_Task item_: Two lines mark the range in the entries below: the one holding "Where can the red sock" and the one holding "Where can the player's outstretched". Set down those two and all lines between them, exactly.

_Records for the task_:
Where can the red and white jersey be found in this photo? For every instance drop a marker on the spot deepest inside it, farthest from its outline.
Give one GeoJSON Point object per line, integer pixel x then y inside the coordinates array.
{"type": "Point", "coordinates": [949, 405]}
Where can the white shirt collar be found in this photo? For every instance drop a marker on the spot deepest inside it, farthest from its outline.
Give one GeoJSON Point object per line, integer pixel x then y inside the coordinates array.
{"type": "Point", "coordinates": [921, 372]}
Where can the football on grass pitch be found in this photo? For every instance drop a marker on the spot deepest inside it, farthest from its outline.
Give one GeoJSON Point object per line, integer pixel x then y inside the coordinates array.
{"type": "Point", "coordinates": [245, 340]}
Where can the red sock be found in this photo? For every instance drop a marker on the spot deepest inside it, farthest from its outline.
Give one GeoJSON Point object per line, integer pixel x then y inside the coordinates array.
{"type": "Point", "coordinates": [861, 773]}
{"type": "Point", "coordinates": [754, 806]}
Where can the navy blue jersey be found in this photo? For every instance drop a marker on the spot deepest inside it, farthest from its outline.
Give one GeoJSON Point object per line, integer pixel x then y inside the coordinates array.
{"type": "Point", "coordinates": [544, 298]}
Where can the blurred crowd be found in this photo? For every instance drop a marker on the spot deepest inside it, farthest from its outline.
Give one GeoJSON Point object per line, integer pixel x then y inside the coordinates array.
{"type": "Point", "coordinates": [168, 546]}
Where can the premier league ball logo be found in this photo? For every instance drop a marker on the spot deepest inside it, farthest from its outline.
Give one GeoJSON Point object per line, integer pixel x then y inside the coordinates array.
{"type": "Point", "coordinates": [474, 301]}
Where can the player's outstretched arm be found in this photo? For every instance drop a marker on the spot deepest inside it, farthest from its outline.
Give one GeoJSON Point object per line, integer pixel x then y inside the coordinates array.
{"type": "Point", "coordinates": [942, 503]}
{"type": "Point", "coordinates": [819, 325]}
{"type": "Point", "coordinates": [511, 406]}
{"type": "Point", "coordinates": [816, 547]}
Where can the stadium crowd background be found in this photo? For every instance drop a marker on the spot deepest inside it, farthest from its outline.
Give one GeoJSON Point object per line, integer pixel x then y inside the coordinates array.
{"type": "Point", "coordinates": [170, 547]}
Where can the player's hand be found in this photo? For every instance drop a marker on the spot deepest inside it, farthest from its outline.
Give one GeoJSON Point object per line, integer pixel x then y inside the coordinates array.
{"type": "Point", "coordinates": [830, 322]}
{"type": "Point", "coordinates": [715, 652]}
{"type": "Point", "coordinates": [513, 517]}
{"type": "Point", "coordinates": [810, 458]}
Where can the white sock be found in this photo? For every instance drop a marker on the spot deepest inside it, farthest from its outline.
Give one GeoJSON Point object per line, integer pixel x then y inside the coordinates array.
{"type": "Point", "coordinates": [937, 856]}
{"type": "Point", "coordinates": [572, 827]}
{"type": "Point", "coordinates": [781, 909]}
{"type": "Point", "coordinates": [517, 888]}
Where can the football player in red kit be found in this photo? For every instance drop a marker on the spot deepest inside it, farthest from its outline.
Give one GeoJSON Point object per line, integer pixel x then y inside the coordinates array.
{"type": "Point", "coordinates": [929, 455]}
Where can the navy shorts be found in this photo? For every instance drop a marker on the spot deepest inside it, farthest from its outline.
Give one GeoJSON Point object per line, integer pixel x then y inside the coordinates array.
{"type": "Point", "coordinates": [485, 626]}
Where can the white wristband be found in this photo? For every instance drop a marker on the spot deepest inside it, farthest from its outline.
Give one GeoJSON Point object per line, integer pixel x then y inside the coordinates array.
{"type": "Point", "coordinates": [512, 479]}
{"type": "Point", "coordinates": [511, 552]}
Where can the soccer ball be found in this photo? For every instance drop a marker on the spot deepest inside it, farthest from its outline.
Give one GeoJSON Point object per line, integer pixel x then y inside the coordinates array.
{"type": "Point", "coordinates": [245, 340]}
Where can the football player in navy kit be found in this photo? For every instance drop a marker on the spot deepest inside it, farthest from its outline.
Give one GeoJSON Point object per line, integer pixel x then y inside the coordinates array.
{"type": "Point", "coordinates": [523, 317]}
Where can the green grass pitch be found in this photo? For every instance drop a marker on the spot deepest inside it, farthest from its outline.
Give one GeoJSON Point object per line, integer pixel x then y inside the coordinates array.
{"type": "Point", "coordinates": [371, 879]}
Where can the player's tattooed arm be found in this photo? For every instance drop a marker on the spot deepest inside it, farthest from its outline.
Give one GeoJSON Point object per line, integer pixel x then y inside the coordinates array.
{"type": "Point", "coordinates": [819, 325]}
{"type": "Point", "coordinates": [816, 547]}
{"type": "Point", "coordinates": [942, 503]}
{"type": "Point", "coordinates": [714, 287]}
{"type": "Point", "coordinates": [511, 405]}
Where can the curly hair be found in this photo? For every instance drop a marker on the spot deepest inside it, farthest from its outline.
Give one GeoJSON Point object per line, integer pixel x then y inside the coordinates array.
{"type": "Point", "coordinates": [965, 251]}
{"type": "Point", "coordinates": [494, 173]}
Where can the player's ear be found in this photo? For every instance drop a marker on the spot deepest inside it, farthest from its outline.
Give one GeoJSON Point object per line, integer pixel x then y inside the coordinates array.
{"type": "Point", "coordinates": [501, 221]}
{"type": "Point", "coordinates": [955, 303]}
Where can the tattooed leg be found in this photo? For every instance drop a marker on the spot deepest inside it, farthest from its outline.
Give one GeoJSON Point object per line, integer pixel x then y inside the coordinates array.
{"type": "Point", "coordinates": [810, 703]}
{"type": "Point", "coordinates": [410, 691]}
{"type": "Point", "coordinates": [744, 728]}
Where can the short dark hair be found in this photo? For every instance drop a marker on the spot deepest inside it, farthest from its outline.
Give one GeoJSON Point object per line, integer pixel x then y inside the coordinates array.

---

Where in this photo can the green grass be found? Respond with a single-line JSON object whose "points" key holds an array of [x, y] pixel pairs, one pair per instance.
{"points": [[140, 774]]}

* * *

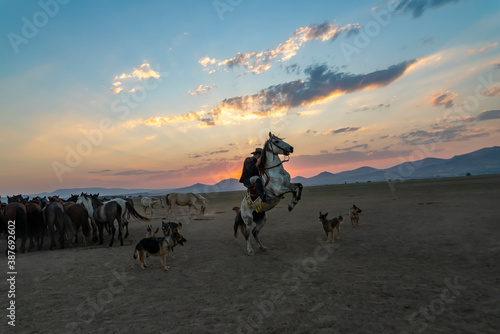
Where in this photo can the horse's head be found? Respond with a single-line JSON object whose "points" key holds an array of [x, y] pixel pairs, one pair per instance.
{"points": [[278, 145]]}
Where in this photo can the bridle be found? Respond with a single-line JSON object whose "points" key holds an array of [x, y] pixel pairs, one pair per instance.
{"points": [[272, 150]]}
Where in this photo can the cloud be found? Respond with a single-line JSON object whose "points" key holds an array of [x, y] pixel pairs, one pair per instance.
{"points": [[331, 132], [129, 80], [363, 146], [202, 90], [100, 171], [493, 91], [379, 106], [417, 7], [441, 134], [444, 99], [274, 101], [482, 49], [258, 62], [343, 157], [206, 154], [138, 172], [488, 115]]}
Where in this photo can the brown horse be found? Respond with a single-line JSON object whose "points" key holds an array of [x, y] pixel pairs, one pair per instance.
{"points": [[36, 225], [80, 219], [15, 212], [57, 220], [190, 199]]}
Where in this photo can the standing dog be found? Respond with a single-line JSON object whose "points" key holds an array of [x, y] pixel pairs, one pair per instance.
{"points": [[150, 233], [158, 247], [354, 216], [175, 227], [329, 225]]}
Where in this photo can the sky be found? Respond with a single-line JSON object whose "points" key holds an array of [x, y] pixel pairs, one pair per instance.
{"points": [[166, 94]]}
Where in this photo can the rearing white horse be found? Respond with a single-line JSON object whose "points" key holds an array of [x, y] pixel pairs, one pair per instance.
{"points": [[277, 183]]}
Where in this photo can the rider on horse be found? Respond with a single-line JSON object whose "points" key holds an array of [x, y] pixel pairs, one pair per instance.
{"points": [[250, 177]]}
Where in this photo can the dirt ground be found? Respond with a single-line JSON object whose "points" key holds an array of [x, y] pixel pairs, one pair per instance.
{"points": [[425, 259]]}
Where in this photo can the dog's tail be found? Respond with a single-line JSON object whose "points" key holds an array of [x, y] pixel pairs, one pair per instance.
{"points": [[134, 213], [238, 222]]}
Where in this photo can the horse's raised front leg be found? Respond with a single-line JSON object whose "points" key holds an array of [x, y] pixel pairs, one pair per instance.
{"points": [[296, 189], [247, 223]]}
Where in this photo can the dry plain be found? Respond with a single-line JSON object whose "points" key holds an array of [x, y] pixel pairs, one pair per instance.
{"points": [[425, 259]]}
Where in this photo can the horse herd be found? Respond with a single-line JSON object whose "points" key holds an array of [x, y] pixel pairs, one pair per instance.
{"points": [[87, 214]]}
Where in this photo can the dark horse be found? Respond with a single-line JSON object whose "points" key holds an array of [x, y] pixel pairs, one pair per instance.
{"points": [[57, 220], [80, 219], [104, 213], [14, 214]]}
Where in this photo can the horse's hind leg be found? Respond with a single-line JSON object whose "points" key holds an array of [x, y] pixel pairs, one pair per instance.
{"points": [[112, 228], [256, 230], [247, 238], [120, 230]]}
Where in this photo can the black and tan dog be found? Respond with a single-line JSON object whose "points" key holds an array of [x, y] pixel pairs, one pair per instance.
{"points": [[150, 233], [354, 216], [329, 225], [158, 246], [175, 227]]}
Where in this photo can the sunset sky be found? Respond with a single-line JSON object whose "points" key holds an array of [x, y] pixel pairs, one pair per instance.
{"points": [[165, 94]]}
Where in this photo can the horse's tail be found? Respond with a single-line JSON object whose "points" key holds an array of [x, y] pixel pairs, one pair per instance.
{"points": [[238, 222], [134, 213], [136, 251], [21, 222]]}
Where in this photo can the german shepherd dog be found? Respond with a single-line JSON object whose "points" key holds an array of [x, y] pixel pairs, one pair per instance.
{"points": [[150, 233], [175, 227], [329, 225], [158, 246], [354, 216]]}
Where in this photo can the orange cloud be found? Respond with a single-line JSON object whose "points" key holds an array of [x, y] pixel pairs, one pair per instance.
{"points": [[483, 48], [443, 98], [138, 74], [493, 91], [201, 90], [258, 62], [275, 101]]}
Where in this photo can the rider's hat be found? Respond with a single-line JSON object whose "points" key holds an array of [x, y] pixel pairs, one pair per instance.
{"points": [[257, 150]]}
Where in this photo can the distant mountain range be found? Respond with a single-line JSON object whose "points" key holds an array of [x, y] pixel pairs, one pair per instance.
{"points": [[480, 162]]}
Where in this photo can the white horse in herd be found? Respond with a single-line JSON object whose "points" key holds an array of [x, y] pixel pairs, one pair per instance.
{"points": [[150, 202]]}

_Written reply_:
Where can the red sock be found in this photo? For every instance drop a marker on the spot deepest inside it, farthest from its outline.
Give one GeoJSON Point object per line, integer pixel x then y inside the coordinates array.
{"type": "Point", "coordinates": [861, 773]}
{"type": "Point", "coordinates": [754, 806]}
Where can the navy blue jersey be found in this photo? For every instance drop a marker on the spot deepest inside it, farthest from its outline.
Give one GeoJSON Point object per line, integer pixel x then y inside the coordinates array.
{"type": "Point", "coordinates": [544, 298]}
Where can the blurred crowd be found in this photo? For every instance drop a marker on the spot deepest inside it, farthest from its outline.
Give one GeoJSON Point object per line, integer pixel x then y inside the coordinates array.
{"type": "Point", "coordinates": [168, 546]}
Where can the premier league ball logo be found in this photo? For every instance drop a marker on the spot deepest inside it, farthest from its outline.
Give one GeoJSON Point object per line, integer pixel x then y inside the coordinates array.
{"type": "Point", "coordinates": [474, 301]}
Where can the player's outstretched arm be found in this photo? For every instance drop a marker on the spot deepest inside it, farthest from its outline.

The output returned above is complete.